[Provided entries start]

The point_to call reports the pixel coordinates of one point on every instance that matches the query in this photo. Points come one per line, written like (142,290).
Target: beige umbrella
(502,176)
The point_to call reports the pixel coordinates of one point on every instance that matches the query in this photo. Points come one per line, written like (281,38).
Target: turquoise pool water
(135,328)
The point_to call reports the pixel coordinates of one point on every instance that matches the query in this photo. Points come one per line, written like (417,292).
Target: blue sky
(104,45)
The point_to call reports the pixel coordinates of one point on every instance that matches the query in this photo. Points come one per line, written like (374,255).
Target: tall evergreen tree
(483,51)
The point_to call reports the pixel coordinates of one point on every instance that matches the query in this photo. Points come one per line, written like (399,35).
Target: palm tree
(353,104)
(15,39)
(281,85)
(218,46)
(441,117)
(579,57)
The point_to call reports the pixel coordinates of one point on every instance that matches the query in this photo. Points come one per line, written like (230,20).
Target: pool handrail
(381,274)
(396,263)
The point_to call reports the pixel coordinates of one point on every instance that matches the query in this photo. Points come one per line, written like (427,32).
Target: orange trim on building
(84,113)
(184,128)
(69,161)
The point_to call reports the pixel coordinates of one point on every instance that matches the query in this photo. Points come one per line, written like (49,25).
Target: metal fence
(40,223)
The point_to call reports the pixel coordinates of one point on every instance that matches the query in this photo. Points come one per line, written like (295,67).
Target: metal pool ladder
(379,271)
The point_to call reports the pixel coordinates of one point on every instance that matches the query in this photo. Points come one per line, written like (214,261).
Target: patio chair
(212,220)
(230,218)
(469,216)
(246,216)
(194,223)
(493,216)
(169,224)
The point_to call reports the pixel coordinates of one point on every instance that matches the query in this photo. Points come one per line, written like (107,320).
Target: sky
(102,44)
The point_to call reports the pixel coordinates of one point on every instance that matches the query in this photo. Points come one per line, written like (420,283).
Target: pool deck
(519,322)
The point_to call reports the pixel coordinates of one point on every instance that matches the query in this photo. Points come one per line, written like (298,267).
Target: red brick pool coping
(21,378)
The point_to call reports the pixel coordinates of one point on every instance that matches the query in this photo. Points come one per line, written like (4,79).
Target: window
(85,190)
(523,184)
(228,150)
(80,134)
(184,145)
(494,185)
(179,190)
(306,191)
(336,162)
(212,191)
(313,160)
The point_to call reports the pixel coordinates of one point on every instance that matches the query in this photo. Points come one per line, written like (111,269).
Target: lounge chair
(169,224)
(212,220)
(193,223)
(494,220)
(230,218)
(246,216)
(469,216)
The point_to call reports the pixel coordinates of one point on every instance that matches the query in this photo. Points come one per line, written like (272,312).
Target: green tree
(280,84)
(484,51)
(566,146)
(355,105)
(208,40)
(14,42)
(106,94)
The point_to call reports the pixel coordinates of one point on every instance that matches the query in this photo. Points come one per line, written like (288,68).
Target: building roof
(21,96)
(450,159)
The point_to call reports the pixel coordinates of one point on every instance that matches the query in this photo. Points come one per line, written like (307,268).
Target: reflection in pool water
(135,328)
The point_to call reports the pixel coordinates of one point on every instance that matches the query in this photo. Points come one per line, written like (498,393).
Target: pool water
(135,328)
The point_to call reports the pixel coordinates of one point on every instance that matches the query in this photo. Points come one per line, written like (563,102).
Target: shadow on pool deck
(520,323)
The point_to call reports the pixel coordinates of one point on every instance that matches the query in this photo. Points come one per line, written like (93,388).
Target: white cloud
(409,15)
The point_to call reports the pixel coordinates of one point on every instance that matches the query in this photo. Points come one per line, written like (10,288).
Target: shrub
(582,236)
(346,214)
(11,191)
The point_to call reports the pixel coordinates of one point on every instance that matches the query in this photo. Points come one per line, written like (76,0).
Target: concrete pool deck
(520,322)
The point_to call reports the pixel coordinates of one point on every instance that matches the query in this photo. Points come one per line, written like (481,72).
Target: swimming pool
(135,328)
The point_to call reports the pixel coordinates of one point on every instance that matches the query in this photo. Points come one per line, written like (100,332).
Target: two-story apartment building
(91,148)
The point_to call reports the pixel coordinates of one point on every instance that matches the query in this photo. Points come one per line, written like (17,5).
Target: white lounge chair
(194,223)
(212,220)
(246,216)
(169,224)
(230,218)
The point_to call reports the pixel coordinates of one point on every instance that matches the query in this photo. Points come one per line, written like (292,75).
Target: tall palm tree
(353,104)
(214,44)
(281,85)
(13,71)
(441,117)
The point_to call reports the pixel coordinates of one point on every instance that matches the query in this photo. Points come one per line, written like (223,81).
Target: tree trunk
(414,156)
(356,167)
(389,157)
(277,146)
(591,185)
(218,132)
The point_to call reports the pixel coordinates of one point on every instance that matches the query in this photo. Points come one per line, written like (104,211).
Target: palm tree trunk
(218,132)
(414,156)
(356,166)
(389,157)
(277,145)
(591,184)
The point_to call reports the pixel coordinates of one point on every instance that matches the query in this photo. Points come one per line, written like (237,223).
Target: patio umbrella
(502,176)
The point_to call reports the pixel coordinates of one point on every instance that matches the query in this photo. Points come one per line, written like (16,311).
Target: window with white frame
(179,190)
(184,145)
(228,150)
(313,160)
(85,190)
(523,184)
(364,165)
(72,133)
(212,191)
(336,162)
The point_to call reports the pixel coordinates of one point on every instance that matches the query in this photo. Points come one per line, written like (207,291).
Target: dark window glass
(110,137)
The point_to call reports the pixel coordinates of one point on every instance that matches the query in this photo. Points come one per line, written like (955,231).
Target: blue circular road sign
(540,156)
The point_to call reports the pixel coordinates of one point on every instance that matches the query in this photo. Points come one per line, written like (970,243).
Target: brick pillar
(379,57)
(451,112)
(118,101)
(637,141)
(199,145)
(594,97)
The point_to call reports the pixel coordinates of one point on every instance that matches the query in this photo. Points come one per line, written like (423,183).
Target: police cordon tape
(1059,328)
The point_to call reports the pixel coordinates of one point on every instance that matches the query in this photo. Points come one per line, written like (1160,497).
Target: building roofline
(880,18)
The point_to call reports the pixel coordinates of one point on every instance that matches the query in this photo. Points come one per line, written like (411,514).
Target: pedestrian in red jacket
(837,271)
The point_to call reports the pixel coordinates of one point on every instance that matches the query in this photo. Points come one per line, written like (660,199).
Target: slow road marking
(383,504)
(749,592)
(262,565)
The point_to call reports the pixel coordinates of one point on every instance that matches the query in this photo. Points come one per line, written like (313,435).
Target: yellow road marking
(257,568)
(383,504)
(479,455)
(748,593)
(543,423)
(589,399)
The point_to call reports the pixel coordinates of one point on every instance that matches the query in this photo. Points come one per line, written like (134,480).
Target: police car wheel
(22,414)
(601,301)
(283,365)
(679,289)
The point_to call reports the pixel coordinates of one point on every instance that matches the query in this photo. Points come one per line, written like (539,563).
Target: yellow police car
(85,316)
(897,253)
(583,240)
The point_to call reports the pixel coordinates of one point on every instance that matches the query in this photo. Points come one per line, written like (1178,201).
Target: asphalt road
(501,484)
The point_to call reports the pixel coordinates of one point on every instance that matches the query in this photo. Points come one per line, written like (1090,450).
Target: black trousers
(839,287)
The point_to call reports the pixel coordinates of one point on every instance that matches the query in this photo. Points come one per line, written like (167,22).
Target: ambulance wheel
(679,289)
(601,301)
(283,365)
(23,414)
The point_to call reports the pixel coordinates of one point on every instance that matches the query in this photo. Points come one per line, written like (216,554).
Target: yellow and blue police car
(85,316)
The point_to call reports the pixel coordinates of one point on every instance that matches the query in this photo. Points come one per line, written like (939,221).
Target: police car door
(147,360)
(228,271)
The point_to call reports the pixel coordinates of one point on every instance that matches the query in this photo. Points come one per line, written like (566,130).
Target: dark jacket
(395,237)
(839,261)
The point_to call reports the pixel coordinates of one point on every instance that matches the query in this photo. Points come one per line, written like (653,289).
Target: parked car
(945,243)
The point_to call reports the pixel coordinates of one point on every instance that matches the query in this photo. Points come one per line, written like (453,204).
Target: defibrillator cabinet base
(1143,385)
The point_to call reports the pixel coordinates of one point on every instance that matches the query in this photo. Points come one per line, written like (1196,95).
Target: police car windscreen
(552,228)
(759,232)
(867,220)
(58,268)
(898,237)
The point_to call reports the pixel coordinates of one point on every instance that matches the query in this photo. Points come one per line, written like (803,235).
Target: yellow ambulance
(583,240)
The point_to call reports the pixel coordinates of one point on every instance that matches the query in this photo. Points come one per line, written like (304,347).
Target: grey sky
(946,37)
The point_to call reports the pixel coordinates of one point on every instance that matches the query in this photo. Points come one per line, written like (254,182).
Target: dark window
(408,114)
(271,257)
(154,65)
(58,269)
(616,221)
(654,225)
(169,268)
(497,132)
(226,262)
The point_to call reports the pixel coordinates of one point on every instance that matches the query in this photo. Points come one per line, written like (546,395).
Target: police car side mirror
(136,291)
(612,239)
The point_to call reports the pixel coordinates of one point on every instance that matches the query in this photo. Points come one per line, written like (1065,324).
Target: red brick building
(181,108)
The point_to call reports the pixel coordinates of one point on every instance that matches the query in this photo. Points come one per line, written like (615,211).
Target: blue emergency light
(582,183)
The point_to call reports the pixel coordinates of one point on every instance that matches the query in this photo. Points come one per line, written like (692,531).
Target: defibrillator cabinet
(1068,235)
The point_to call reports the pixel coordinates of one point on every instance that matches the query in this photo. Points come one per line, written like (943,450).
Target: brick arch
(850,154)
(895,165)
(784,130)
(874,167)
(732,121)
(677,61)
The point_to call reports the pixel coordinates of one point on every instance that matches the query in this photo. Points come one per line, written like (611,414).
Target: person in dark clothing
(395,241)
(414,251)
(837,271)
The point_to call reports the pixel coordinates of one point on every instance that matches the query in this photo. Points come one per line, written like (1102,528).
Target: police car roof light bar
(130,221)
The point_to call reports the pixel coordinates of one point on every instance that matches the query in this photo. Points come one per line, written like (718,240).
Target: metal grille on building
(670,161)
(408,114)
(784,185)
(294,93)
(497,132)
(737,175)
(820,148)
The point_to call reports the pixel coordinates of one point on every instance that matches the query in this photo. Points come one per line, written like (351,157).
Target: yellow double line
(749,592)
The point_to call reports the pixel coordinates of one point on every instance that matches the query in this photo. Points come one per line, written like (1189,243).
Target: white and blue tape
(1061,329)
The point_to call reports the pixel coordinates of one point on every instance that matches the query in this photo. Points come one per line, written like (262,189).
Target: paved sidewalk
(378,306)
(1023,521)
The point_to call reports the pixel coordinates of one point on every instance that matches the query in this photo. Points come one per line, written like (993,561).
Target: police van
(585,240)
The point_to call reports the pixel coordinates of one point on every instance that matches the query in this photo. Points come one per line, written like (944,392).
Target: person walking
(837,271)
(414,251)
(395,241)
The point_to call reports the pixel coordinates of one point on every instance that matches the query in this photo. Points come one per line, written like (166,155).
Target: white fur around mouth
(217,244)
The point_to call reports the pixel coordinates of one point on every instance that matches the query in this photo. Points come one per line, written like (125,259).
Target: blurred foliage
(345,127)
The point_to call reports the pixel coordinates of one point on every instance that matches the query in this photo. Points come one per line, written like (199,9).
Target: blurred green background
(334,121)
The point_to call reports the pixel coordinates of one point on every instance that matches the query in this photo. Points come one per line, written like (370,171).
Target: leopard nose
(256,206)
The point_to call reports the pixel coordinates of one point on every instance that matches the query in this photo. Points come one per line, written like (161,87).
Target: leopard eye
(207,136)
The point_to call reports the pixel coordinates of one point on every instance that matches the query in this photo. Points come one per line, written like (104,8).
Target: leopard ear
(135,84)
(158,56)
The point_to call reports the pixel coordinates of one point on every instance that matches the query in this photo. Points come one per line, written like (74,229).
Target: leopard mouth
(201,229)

[Provided entries end]

**Aim of the task**
Starting from the line containing "written like (161,87)." and ending with the final line of the data, reproduce each line exactly as it appears, including no other lines.

**Output of the exercise**
The point_to call reports the pixel coordinates of one point on every instance that matches the query in this photo. Points come one per line, written like (161,87).
Target: leopard eye
(207,136)
The point_to call reports the pixel coordinates of one point on every instance that matches the query in this photo. Points come one per line, written like (104,8).
Target: leopard ear
(135,84)
(158,56)
The point_to call reports the pixel coordinates of one point on every instance that matches the query in this photo. Points come one per line, written like (74,229).
Target: leopard mouth
(201,229)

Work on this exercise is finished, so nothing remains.